▶ _Available data_

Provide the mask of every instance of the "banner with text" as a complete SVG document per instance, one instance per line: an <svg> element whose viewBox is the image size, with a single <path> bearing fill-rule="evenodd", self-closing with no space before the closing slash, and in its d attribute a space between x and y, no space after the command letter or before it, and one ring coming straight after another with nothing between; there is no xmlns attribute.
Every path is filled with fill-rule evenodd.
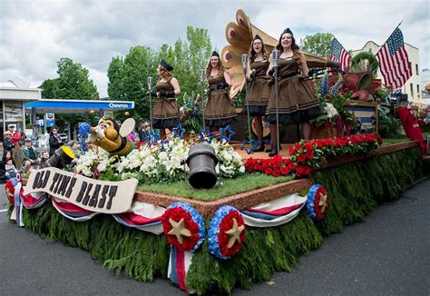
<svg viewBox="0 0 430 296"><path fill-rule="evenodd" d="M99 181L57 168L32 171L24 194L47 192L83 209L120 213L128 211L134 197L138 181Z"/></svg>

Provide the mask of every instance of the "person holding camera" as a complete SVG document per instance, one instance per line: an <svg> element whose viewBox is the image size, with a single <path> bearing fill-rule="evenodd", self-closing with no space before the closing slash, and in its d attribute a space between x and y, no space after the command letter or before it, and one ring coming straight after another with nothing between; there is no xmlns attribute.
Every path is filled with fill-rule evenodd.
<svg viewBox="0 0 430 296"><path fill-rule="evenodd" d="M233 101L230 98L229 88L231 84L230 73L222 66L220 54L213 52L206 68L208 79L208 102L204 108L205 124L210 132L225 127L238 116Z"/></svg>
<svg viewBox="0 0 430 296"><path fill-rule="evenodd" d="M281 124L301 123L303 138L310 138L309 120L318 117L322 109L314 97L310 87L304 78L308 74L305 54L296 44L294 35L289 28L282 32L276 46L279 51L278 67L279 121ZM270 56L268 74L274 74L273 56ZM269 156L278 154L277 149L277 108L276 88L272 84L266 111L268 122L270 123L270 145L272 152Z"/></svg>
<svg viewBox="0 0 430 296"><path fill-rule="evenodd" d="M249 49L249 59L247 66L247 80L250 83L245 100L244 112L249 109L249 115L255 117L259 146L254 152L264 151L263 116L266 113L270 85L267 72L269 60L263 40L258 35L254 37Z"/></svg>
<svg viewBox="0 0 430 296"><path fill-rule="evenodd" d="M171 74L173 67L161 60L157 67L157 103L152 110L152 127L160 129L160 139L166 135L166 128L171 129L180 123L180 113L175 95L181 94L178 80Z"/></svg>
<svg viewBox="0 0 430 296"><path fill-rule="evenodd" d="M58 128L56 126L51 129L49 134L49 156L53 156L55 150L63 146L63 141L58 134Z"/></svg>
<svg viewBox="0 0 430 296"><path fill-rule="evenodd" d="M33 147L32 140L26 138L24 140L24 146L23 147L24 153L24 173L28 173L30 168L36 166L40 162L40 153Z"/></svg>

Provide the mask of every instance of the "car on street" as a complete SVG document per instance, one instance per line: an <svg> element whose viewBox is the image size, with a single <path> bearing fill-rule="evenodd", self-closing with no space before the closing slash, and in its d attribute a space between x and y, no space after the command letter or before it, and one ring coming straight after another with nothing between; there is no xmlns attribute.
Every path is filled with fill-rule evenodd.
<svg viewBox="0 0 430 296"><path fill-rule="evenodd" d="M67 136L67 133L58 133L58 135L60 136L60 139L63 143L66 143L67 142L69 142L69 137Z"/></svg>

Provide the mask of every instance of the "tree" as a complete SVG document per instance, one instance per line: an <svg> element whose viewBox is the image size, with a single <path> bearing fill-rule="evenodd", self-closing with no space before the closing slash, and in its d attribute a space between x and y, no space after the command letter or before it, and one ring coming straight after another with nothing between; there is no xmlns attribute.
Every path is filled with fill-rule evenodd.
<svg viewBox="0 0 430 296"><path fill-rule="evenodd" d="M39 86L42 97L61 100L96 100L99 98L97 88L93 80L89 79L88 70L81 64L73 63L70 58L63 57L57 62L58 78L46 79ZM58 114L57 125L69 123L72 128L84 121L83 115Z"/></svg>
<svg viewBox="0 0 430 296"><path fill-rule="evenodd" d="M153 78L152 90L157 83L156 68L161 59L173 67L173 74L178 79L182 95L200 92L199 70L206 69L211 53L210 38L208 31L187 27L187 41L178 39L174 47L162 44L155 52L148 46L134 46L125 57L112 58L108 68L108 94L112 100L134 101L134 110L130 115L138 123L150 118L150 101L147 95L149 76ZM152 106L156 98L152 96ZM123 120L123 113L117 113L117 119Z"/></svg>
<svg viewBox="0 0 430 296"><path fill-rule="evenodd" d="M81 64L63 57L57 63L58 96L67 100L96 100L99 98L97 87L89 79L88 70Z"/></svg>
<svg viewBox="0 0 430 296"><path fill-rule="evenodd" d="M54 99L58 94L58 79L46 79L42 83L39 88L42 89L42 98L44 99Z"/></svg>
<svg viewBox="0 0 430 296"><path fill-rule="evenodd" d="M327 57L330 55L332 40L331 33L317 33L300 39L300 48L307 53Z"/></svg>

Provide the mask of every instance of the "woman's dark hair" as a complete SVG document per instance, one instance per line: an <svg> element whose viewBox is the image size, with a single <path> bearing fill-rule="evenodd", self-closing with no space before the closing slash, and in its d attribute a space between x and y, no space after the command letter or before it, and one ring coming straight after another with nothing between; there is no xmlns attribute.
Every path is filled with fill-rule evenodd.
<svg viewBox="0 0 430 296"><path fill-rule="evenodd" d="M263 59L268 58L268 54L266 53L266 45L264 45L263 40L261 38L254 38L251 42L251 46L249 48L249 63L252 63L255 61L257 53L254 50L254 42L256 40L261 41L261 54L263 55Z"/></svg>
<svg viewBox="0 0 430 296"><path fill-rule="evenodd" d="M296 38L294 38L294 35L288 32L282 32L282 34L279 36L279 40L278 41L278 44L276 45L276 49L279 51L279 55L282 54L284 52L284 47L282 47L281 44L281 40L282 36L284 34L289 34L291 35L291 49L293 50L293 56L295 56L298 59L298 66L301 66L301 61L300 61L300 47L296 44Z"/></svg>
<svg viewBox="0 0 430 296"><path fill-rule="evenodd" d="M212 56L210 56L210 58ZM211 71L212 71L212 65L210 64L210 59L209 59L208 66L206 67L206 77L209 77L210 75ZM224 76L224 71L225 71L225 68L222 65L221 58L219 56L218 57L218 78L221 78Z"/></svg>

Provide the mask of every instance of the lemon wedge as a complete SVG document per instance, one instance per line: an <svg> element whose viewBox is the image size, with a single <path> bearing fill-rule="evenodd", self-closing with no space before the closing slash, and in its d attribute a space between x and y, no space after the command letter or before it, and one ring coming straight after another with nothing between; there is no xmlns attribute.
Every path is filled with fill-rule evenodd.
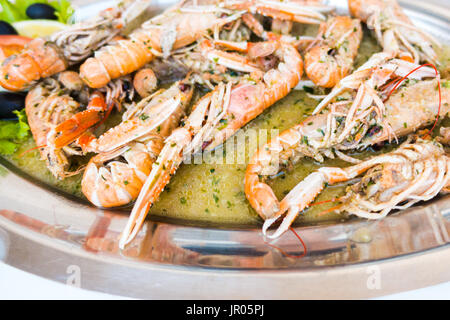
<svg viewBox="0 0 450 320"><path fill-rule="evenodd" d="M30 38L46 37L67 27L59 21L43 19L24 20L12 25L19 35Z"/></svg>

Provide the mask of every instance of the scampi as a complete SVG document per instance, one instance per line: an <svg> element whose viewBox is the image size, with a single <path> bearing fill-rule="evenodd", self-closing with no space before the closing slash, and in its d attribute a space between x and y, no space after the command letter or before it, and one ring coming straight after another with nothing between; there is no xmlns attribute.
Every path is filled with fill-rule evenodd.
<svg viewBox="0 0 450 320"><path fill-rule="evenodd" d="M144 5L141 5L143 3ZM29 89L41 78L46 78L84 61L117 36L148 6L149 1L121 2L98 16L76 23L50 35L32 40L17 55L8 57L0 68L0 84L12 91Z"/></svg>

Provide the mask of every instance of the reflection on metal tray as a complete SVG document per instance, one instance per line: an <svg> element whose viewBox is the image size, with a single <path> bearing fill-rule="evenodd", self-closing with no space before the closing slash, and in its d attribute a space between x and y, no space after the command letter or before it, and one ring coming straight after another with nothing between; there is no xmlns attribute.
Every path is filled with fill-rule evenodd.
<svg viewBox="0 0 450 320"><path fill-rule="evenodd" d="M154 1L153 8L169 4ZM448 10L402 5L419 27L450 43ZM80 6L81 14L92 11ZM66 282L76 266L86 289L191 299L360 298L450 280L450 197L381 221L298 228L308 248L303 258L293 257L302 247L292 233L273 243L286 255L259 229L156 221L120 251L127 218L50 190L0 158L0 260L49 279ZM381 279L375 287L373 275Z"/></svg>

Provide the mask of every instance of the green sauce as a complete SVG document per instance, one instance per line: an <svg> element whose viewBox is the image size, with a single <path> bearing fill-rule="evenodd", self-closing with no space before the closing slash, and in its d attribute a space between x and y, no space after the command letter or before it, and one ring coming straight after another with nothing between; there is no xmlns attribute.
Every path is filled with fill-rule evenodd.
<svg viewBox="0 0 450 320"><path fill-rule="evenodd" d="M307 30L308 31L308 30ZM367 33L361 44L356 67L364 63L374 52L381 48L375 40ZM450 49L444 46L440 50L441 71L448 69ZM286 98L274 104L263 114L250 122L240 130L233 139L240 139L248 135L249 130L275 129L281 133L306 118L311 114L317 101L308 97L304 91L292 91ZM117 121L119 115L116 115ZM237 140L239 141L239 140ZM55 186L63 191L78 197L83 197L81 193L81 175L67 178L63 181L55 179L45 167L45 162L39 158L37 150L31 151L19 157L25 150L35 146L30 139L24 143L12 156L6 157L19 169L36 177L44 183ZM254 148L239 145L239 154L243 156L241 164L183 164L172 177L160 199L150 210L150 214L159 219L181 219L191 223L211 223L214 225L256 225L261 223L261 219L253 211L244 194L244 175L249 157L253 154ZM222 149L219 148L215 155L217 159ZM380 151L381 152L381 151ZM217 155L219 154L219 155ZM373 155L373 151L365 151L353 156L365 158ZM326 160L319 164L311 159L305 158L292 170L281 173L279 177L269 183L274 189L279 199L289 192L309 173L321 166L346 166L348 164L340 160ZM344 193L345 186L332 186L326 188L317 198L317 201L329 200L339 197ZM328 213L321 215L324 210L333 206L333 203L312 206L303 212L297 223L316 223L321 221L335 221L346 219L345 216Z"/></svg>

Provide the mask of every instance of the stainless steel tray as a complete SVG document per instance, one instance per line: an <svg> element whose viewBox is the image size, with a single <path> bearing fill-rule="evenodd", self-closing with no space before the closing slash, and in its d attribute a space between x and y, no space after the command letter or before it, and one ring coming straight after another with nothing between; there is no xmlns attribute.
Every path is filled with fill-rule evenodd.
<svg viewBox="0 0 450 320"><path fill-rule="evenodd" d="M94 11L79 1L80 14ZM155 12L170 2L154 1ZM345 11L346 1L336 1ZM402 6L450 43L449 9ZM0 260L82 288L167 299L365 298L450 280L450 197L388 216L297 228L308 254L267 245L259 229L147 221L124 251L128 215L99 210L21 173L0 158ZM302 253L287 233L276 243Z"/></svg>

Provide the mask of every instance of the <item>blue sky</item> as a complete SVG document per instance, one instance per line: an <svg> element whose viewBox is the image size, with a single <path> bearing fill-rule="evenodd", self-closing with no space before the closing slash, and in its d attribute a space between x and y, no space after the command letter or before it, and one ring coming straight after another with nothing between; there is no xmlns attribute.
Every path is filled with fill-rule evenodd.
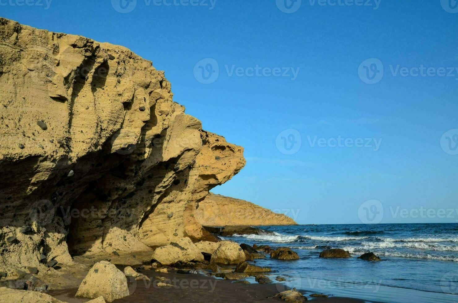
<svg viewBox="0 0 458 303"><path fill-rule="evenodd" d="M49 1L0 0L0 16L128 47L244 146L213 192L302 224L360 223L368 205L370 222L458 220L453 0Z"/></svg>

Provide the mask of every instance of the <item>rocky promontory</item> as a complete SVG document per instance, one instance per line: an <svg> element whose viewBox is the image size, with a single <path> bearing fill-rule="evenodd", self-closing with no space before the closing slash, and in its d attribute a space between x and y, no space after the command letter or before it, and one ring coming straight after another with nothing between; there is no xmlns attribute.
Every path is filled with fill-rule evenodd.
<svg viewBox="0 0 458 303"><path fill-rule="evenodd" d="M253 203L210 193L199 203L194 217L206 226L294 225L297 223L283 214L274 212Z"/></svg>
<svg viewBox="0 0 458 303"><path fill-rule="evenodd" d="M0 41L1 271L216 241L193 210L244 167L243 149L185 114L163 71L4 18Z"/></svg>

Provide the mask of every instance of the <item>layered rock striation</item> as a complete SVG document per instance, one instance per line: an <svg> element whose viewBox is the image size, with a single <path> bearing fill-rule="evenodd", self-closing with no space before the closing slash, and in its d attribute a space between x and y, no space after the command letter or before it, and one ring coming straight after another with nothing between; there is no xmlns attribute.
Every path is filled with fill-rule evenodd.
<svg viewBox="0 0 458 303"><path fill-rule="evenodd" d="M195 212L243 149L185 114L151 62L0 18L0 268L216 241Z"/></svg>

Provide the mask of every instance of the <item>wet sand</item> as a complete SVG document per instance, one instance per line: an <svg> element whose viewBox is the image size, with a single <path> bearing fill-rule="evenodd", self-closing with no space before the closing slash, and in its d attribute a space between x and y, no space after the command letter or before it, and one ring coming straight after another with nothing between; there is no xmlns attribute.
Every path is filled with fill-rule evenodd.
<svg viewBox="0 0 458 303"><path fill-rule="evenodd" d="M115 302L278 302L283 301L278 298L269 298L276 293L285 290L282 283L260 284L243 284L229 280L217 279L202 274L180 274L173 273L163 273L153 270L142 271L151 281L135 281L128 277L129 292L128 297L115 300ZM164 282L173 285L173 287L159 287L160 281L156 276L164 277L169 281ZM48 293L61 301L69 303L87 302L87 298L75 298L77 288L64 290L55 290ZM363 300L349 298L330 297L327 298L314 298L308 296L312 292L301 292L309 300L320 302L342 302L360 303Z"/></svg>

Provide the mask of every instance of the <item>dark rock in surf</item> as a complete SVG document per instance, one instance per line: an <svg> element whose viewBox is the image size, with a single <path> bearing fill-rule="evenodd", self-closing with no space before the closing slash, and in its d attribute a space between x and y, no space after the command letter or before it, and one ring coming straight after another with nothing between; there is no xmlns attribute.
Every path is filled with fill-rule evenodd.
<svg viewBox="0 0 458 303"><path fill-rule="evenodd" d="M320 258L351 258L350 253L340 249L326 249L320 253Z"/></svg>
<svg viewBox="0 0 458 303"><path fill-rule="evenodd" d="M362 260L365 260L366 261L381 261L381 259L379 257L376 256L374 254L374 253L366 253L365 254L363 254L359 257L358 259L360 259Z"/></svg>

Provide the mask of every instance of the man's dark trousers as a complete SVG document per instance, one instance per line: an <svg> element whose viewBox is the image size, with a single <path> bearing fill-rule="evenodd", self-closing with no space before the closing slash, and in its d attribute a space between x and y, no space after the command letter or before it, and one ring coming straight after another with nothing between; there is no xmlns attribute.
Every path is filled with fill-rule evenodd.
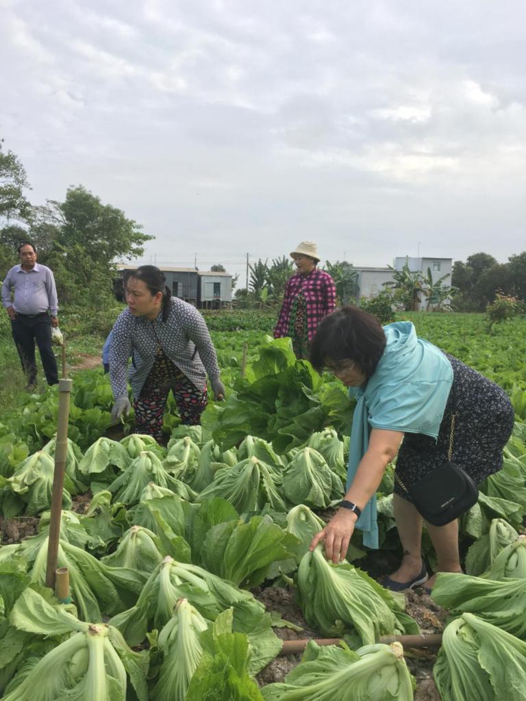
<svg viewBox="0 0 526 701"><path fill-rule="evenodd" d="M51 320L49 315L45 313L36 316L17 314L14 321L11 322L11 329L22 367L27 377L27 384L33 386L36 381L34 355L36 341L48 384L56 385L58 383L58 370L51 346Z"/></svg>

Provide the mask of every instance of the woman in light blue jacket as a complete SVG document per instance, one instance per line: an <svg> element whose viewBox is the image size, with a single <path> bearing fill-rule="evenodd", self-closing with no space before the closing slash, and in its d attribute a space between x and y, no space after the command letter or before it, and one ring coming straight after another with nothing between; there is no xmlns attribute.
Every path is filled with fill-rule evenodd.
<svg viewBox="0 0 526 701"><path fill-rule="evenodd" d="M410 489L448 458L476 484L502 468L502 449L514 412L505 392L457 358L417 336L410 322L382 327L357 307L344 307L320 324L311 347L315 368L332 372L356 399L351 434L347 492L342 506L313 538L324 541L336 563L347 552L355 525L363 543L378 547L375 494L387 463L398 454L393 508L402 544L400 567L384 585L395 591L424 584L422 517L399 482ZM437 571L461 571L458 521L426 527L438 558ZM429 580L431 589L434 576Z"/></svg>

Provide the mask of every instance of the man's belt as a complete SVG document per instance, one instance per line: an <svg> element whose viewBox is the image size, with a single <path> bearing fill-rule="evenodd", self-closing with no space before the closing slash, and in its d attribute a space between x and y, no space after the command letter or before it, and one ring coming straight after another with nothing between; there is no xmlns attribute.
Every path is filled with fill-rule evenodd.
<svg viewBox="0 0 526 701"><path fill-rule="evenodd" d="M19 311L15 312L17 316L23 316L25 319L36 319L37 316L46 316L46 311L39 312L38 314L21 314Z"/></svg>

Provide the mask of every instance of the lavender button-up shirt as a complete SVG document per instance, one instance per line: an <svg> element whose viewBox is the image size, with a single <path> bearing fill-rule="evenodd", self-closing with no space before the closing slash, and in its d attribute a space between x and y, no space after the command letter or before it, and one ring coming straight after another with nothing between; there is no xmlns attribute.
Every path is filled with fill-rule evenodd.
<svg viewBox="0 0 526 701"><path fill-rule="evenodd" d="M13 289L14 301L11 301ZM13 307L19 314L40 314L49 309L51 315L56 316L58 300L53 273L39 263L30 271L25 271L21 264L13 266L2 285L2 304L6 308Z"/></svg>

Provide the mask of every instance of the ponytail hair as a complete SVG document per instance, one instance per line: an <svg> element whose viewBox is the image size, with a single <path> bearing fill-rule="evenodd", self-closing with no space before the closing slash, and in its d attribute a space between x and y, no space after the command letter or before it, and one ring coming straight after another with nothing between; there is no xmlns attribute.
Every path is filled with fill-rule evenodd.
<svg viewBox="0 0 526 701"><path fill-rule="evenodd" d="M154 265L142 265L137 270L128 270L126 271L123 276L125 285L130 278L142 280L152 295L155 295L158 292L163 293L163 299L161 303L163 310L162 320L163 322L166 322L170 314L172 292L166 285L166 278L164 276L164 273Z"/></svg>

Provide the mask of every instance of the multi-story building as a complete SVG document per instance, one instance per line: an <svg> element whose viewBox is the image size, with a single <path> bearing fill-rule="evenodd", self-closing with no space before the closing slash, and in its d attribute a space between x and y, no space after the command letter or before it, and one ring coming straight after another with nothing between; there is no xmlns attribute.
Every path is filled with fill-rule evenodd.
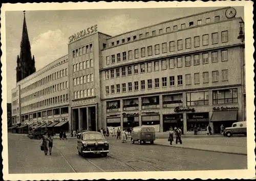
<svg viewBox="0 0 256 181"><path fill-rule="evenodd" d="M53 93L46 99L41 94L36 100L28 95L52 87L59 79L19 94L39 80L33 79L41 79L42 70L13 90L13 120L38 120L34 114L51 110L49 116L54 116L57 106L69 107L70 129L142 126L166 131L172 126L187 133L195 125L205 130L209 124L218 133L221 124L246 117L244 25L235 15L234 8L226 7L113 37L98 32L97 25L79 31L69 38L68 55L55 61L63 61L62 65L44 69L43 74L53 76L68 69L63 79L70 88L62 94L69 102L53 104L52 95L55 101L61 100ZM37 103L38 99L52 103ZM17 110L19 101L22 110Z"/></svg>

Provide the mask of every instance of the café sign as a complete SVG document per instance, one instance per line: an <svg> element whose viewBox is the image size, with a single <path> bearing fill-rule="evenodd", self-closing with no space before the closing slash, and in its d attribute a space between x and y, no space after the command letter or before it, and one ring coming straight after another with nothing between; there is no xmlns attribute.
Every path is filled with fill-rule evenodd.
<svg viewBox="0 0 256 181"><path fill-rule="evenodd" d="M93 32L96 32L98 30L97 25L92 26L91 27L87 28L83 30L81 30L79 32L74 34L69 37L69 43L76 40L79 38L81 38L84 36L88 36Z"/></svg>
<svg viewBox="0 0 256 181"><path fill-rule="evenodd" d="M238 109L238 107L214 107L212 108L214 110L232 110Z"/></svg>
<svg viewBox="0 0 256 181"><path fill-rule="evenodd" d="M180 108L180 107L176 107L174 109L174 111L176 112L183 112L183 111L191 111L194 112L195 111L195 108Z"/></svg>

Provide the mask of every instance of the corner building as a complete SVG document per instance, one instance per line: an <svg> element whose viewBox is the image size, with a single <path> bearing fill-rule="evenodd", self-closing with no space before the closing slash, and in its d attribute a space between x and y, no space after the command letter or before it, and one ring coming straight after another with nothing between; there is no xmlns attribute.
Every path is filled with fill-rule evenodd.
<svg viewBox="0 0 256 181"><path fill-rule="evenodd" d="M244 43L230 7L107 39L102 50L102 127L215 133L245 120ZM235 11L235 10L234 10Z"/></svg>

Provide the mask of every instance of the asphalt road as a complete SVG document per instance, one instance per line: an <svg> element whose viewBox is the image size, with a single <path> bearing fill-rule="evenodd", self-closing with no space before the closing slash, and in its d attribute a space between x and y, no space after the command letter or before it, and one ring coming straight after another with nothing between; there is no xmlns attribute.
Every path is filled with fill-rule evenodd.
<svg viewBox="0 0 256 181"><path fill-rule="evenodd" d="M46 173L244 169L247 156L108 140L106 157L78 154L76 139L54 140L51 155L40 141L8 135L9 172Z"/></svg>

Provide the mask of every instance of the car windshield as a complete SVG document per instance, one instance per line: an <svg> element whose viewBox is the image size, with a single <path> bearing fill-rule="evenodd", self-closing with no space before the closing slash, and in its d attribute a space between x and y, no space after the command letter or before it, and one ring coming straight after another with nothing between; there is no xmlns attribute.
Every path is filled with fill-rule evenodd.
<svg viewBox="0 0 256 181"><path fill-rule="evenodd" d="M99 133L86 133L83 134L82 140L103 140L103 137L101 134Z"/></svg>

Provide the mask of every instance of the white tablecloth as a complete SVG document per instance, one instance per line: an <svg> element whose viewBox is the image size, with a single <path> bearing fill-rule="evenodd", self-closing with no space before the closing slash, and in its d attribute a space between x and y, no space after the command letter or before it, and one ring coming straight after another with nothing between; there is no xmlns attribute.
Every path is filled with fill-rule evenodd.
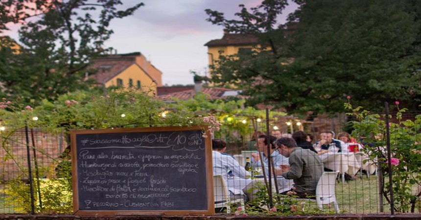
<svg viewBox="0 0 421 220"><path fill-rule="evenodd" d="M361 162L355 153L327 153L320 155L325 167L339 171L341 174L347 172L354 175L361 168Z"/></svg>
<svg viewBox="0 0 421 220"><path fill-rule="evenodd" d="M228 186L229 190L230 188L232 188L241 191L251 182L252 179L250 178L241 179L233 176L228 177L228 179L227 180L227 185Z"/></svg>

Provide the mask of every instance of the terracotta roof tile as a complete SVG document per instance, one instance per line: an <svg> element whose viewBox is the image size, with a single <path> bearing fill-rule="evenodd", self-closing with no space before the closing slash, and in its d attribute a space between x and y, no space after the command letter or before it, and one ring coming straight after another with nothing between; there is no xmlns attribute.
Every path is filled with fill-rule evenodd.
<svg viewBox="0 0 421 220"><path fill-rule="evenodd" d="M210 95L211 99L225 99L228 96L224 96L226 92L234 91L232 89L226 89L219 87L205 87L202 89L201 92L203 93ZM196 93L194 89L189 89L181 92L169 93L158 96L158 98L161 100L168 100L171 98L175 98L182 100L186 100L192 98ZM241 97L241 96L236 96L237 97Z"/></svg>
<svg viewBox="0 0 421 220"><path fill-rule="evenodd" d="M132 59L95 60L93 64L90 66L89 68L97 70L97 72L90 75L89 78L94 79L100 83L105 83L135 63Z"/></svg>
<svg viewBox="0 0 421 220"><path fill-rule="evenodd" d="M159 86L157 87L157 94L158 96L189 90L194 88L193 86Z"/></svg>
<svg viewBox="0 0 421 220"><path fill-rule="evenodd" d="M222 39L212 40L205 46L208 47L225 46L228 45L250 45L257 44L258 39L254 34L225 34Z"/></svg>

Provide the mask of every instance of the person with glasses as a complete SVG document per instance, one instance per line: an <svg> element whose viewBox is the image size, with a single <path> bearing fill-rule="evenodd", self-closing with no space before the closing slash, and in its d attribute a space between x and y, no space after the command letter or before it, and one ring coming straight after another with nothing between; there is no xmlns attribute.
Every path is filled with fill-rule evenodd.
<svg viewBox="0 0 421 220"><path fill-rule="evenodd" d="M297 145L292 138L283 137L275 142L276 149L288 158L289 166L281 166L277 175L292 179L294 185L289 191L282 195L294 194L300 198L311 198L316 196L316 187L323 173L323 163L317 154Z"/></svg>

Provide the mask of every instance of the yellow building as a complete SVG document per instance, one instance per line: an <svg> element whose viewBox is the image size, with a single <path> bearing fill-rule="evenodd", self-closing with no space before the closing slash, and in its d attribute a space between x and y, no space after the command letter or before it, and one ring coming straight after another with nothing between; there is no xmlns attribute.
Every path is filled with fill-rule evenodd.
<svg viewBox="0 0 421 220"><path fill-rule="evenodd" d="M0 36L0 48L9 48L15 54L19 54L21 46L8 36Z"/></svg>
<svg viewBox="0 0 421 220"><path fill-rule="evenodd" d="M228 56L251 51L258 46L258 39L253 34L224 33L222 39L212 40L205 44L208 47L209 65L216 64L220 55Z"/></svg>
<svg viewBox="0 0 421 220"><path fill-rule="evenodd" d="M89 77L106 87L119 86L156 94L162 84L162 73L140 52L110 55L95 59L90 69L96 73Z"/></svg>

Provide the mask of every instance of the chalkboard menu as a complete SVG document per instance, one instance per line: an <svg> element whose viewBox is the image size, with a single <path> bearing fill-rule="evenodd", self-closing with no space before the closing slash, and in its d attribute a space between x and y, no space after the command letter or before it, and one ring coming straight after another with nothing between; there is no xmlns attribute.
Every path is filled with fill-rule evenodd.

▶ _What to do_
Turn the lines of the material starting at the line that contains "Provide the mask of every instance of the <item>layered" and ending at the line that contains "212L243 149L185 114L151" into a JSON list of strings, one string per line, with blank lines left out.

▶ _Correct response_
[
  "Provide the mask of every instance of the <item>layered rock striation</item> as a complete SVG document per instance, one instance per line: an <svg> element whose viewBox is the image size, with a single <path> bearing fill-rule=\"evenodd\", self-closing with no space before the closing slash, and in its d attribute a space between x and y, no space after the command letter or before it, and one ring coming straight after another with nothing between; there is no xmlns attribute.",
  "Every path is filled with fill-rule evenodd.",
  "<svg viewBox=\"0 0 458 303\"><path fill-rule=\"evenodd\" d=\"M195 212L243 149L185 114L151 62L0 18L0 268L216 241Z\"/></svg>"
]